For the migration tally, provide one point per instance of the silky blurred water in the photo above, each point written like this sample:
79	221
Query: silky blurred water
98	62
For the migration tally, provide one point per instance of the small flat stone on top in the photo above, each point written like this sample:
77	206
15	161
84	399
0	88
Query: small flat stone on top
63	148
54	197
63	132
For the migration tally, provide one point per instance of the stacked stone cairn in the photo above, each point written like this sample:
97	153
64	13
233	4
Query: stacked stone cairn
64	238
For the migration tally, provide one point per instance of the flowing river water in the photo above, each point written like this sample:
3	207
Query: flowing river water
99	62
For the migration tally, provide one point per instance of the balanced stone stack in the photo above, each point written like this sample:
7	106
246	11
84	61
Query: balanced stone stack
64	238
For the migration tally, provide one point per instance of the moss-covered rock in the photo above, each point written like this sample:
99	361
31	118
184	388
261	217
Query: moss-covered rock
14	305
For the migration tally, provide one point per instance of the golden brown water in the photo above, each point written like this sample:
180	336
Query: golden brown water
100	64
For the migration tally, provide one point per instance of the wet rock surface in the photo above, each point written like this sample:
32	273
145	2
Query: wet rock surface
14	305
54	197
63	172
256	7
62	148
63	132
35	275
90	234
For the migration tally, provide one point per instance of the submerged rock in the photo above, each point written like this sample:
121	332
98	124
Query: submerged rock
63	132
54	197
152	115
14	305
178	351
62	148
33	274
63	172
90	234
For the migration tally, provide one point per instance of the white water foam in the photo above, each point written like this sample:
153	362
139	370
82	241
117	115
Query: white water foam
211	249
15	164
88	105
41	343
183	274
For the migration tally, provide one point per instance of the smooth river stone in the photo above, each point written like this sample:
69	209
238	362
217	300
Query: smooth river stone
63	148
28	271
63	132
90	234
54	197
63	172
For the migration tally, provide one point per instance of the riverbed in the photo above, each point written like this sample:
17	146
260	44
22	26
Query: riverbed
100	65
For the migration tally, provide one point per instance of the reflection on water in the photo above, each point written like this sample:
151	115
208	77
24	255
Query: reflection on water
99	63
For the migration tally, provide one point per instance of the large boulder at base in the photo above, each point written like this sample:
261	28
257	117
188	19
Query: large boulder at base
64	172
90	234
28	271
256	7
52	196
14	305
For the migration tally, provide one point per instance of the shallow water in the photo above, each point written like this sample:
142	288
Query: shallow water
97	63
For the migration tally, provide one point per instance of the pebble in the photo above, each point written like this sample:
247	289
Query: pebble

※ ※ ※

» **WHAT IS REQUIRED**: I need each line of the entries that holds the string "pebble" located and copied.

» **SOLVED PROBLEM**:
For the migration tally, provide one point per instance of the pebble in the photo above, each point written like this sample:
Query: pebble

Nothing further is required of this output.